▸ Written problem:
Reproduce all of the records below verbatim, line for line, keeping every coordinate pair unchanged.

▸ Extracted entries:
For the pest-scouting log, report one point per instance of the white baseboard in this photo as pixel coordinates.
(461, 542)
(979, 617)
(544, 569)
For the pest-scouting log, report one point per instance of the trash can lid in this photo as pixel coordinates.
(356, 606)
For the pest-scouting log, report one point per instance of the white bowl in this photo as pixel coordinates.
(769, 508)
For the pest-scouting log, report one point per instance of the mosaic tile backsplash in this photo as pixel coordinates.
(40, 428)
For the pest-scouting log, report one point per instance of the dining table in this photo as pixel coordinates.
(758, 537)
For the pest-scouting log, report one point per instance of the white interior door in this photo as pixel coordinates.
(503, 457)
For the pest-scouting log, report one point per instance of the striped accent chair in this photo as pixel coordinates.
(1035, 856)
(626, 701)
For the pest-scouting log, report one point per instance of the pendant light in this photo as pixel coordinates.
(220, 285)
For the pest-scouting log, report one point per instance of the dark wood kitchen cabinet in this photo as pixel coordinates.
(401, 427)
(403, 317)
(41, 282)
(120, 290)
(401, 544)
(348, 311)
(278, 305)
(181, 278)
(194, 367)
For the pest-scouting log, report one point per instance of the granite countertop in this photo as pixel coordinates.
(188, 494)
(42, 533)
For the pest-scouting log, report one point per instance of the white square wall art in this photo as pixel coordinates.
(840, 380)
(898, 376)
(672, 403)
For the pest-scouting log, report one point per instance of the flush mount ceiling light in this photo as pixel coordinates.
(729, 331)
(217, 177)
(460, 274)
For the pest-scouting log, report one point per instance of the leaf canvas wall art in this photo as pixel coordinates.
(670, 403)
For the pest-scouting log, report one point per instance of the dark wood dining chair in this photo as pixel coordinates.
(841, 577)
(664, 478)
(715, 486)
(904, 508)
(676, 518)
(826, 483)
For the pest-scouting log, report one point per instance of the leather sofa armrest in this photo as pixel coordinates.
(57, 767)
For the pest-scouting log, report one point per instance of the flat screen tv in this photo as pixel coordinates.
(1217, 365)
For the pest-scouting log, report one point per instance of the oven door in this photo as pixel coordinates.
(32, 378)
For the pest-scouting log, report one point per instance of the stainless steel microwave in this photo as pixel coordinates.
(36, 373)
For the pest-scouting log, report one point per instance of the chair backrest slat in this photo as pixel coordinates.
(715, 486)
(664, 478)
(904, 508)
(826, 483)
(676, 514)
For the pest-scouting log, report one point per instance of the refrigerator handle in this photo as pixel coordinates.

▸ Solution below:
For the pest-scouting log, report one point per instance of the white baseboard in this photo as pixel coordinates.
(461, 542)
(979, 617)
(544, 569)
For the pest-scouting log, report one point per instance of the trash can lid in this photo as pixel coordinates.
(356, 606)
For the pest-scouting log, report one point per instance of the white bowl in this photo as pixel coordinates.
(769, 508)
For the pest-scouting log, report one point per instance of the mosaic tile backsplash in this photo as pixel coordinates.
(40, 428)
For the pest-scouting log, report one point per instance of the dining table in this photo as pixel coordinates.
(758, 537)
For the pest-scouting log, report one point per instance of the white interior door in this photo as pixel coordinates.
(503, 457)
For the pest-scouting log, report one point per instance of the striped accent chair in this photo as pixel coordinates.
(1035, 856)
(626, 701)
For the pest-scouting log, report one point per instance of the pendant light in this photo as pixel coordinates.
(220, 285)
For the pest-scouting log, report one point per instance of the dark wood kitchen cabinet in this photo as pixel coordinates.
(401, 427)
(403, 317)
(41, 282)
(120, 290)
(401, 544)
(348, 311)
(278, 305)
(181, 278)
(194, 367)
For the pest-scouting log, report one point per instance of the granite countertop in this photo as pixel coordinates.
(188, 494)
(42, 533)
For the pest-scouting log, report one point per instance of the white square wall art in this photo as pixel coordinates.
(840, 380)
(898, 376)
(672, 403)
For the pest-scouting log, report one point per instance of the flush mount ceiling light in this photo as pixel coordinates.
(729, 331)
(217, 177)
(460, 274)
For the pest-scouting log, report one point per instance of the leaf canvas wall art in this photo as pixel coordinates.
(670, 403)
For the pest-scouting log, report one point per instance of the dark wood dining chair in this photo as pixel coordinates.
(841, 577)
(664, 478)
(715, 486)
(904, 508)
(676, 518)
(826, 483)
For the pest-scouting log, report one point per instance of the leather sofa armrest in this photo as pixel coordinates.
(57, 767)
For the pest-scouting log, report one point per instance of the flat screen tv in this photo as pixel coordinates.
(1217, 365)
For the pest-scouting log, report one point per instance of the oven door in this photo as pixel coordinates.
(32, 378)
For the pest-scouting log, report one point per instance of the stainless steel microwave in this photo as pixel coordinates.
(36, 373)
For the pest-scouting log, report one point per instance of the chair backrest slat in this photo as pixel coordinates.
(715, 486)
(664, 478)
(904, 508)
(826, 483)
(676, 514)
For the pest-scouting log, report one point per instance of the refrigerator handle in this photo as pixel coordinates.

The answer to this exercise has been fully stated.